§ **EXCERPTED DATA**:
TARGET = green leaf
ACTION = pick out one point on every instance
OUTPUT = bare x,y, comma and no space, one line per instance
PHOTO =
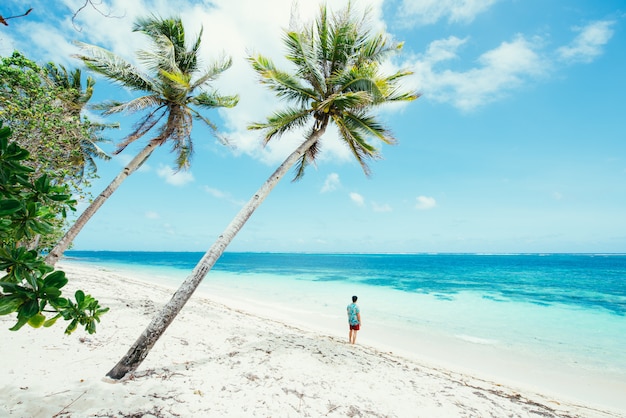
80,298
20,323
9,206
36,321
51,321
10,304
55,279
29,309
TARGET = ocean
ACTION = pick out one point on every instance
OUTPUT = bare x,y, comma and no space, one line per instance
536,315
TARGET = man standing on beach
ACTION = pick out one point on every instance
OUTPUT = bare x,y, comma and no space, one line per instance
354,320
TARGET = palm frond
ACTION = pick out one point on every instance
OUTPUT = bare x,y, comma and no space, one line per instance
162,55
369,126
303,55
285,85
132,106
282,121
212,72
342,102
307,158
356,143
144,125
115,68
213,100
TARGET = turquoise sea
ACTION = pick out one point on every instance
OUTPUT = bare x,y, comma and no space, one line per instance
562,314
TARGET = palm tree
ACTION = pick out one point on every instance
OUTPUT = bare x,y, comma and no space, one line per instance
337,81
177,85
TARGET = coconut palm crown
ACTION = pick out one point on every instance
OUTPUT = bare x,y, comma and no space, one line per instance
174,89
171,92
337,80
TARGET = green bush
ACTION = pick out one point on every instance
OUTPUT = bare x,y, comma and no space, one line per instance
29,208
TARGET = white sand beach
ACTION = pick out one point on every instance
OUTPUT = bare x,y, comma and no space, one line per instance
219,360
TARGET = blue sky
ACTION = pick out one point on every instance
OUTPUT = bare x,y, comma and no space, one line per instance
516,145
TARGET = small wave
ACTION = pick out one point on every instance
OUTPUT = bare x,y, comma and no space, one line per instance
476,340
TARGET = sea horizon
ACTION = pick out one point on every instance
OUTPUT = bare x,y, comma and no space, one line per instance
540,314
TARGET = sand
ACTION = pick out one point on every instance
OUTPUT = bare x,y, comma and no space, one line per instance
217,360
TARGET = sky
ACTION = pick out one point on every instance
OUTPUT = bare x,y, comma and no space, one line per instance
516,145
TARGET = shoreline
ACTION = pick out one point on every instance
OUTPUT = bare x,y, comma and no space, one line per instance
218,359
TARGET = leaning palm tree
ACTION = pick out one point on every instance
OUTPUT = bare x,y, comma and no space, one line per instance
337,80
175,86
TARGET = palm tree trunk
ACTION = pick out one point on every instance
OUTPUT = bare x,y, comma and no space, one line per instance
140,349
91,210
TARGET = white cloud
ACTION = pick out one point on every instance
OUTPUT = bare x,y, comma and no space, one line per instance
431,11
357,198
175,178
381,208
500,70
589,42
331,183
425,203
219,194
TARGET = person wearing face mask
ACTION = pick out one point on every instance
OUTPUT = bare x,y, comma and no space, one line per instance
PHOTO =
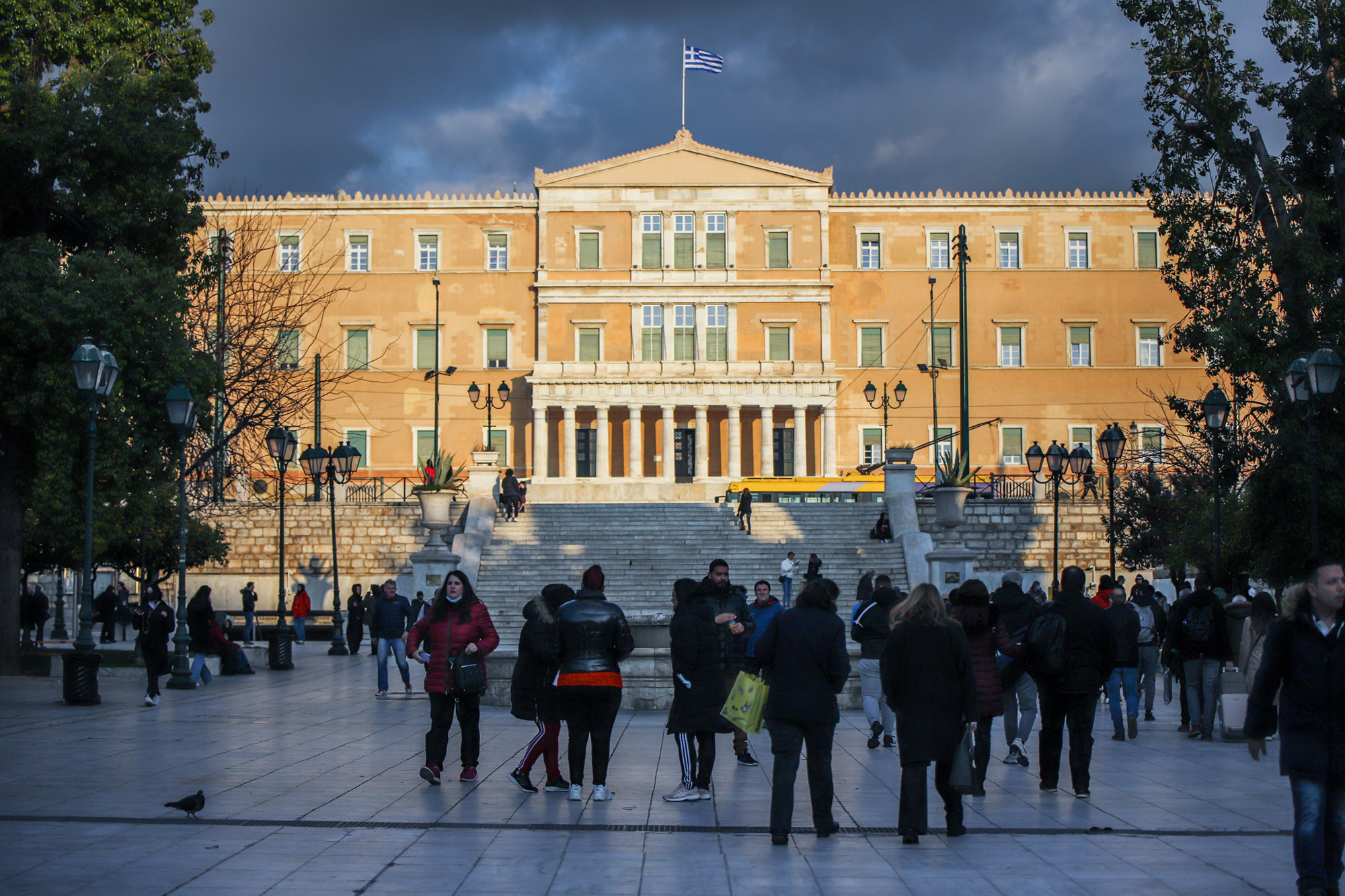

§ **DIRECTIONS**:
Put every line of the material above into a numbered list, omitting blank lines and leaving the pictures out.

§ **RESULT**:
1. TARGET = green leaf
2. ACTION = pick out one point on every instance
3. OUTPUT = bare x,y, comma and no space, one line per instance
4. PHOTO =
5. 80,298
6. 20,323
7. 9,206
8. 36,321
9. 51,321
10. 10,304
11. 55,279
12. 29,309
13. TARGET = ocean
14. ACTION = pick out one point on every instance
15. OUTPUT = bare x,y, comma and no space, one line per instance
16. 536,315
17. TARGET = man standing on beach
18. ACTION = pick out one point on every instance
19. OUTPUT = bare x,y, comma and no space, one line per instance
20. 354,320
21. TARGET = palm frond
22. ACTION = pick out one point on every instance
23. OUTPUT = bare x,y, comma and no space, one line per instance
24. 162,55
25. 369,126
26. 303,55
27. 285,85
28. 132,106
29. 282,121
30. 212,72
31. 342,102
32. 307,158
33. 356,143
34. 144,125
35. 115,68
36. 213,100
37. TARGET = turquoise sea
38. ACTION = pick out one point on every instance
39. OUTPUT = bare x,y, comma and no space, one line per instance
40. 562,314
41. TARGET = palm tree
42. ACTION = pick out one point on every instance
43. OUTPUT = bare x,y, comma and no space, one line per instance
44. 337,81
45. 177,85
46. TARGET = coconut palm crown
47. ACTION = pick out one point on every instance
48. OUTPUT = bare x,y, comma and no space, one line per instance
49. 174,89
50. 171,92
51. 337,80
52. TARGET = green bush
53. ACTION = pick out one point on every instance
54. OUTPUT = bare x,y, comma and no space, one line per instance
55. 29,208
56. TARGET = white sand beach
57. ACTION = pick out one point on every instance
58. OUTPUT = bare x,y, comma and no space, one line per instance
59. 219,360
60. TARGET = blue sky
61. ACTION = pick out one point on every instance
62. OUTPUT = bare x,y, comma and no space, one line per instance
63. 516,145
64. TARGET = small wave
65. ACTION = pick out one point on every instance
66. OUTPUT = bare x,y, comma and no space, one line per instance
67. 476,340
68. TARGET = sea horizon
69. ACTION = pick out one point on every instance
70. OUTPUT = bare x,y, comma and no space, one line per instance
71. 540,314
72. TARGET = sand
73. ACTION = pick out one point on every instance
74. OUTPUT = bare x,y, comma and no space, one line per instance
75. 217,360
76. TARGET = sky
77. ACTION = pick out one point on every instance
78. OUTPUT = bare x,y, comma and no space, one line per instance
79. 516,145
80. TARGET = shoreline
81. ACTION = pick out one point on every instance
82. OUTPUT = bare x,y, comma and no space, one line per instance
83. 218,359
84. TARGET = leaning palm tree
85. ACTION = pick out one point on every instance
86. OUTPUT = bare x,y, comma and no space, one line per instance
87. 337,80
88. 175,86
89. TARGET = palm tree trunk
90. ACTION = pick out one point on every instance
91. OUTPUT = bare x,y, comma and no space, one line per instance
92. 140,349
93. 91,210
94. TARGET = white cloud
95. ACTION = pick out one point on every instance
96. OUTPUT = bare x,y, comma and no space, one line per instance
97. 431,11
98. 357,198
99. 175,178
100. 381,208
101. 500,70
102. 589,42
103. 331,183
104. 425,203
105. 219,194
106. TARGET = person wearing face mask
107. ACTION = pick out one point on every instance
108. OUTPUT = bare x,y, comma and no space, one line per instance
109. PHOTO =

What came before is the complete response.